Data rows

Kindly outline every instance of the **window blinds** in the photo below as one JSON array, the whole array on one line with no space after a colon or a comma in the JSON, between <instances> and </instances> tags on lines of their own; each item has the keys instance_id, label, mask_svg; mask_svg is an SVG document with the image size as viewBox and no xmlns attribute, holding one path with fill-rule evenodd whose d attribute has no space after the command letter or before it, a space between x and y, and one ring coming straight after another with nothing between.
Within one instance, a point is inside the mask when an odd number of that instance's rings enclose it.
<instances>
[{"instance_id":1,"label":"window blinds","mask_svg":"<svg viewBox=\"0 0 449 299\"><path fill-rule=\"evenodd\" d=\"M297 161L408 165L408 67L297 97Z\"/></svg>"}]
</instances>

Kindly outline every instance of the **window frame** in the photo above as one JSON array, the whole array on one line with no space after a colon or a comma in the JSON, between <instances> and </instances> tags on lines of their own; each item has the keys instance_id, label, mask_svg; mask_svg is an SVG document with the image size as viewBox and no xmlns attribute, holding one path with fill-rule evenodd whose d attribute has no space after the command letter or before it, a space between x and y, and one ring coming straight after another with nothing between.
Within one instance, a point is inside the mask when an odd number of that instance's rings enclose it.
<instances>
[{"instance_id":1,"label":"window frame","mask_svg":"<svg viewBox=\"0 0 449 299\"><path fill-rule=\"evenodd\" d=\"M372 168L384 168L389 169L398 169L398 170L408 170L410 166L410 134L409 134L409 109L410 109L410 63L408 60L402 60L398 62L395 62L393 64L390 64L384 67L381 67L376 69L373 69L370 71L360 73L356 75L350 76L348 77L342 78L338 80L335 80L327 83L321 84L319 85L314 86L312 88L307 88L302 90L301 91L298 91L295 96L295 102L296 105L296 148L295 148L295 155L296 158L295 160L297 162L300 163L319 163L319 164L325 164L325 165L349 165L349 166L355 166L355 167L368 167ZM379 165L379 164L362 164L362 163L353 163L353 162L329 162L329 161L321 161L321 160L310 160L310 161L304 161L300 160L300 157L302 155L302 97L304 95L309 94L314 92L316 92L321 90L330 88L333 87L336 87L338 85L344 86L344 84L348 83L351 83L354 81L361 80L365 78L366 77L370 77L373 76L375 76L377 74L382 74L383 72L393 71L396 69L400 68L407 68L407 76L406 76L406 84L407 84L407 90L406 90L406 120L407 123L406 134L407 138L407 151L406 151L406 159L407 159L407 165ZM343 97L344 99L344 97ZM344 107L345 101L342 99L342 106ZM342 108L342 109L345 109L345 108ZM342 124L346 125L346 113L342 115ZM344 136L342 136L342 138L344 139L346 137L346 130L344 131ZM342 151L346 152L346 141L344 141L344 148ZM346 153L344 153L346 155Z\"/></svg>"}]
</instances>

What the task asks
Convert the records above into a two-column CSV with the header instruction,output and one row per record. Put each record's text and its answer in one quoted field apiece, with line breaks replaced by spaces.

Written reply
instruction,output
"Kindly outline every instance of the **window blinds** in the photo below as one JSON array, the whole array on one line with no space after a colon or a comma in the JSON, between <instances> and </instances> tags on lines of their own; each item has the keys instance_id, label, mask_svg; mask_svg is an SVG document with the image size as viewBox and no xmlns attribute, holding one path with fill-rule evenodd whose d attribute has no space after the command letter or before it, a space between x and y, and one ring coming straight after another with nothing between. Within one instance, a point is inside the mask when an odd number of that instance's rings enclose it.","<instances> [{""instance_id"":1,""label"":""window blinds"",""mask_svg"":""<svg viewBox=\""0 0 449 299\""><path fill-rule=\""evenodd\"" d=\""M297 161L408 165L408 67L297 97Z\""/></svg>""}] </instances>"
"Kindly outline every instance of the **window frame** in the photo above as one JSON array, the whole array on one line with no space after a colon or a comma in the JSON, between <instances> and </instances> tags on lines of their own; each item has the keys instance_id, label, mask_svg; mask_svg is an SVG document with the image size as viewBox and no xmlns attribute, holding one path with fill-rule evenodd whose d attribute has no space after the command letter or before it, a space between x and y, and one ring coming straight after another with nothing between. Within one instance, a point is inside the mask when an odd number of that instance's rings enclose it.","<instances> [{""instance_id"":1,""label"":""window frame"",""mask_svg"":""<svg viewBox=\""0 0 449 299\""><path fill-rule=\""evenodd\"" d=\""M372 168L384 168L389 169L398 169L398 170L408 170L410 166L410 134L409 134L409 109L410 109L410 63L408 60L402 60L398 62L395 62L393 64L390 64L384 67L381 67L376 69L373 69L370 71L360 73L356 75L350 76L348 77L342 78L338 80L335 80L327 83L321 84L319 85L314 86L312 88L307 88L302 90L301 91L298 91L295 96L295 102L296 105L296 148L295 148L295 155L296 158L295 160L297 162L300 163L319 163L319 164L325 164L325 165L349 165L349 166L355 166L355 167L368 167ZM379 165L379 164L362 164L362 163L353 163L353 162L329 162L329 161L321 161L321 160L310 160L310 161L304 161L300 160L300 157L302 155L302 97L304 95L309 94L314 92L316 92L321 90L330 88L333 87L336 87L338 85L344 86L344 84L348 83L351 83L354 81L361 80L365 78L366 77L370 77L373 76L375 76L377 74L382 74L383 72L393 71L396 69L400 68L407 68L407 76L406 76L406 84L407 84L407 90L406 90L406 120L407 123L406 134L407 138L407 151L406 151L406 159L407 159L407 165ZM343 97L344 99L344 97ZM344 107L345 101L342 99L342 106ZM342 108L342 109L345 109L345 108ZM342 124L346 125L346 113L342 115ZM344 136L342 136L342 138L344 139L346 137L346 130L344 131ZM342 151L346 152L346 141L344 141L344 148ZM346 153L344 153L346 155Z\""/></svg>""}] </instances>"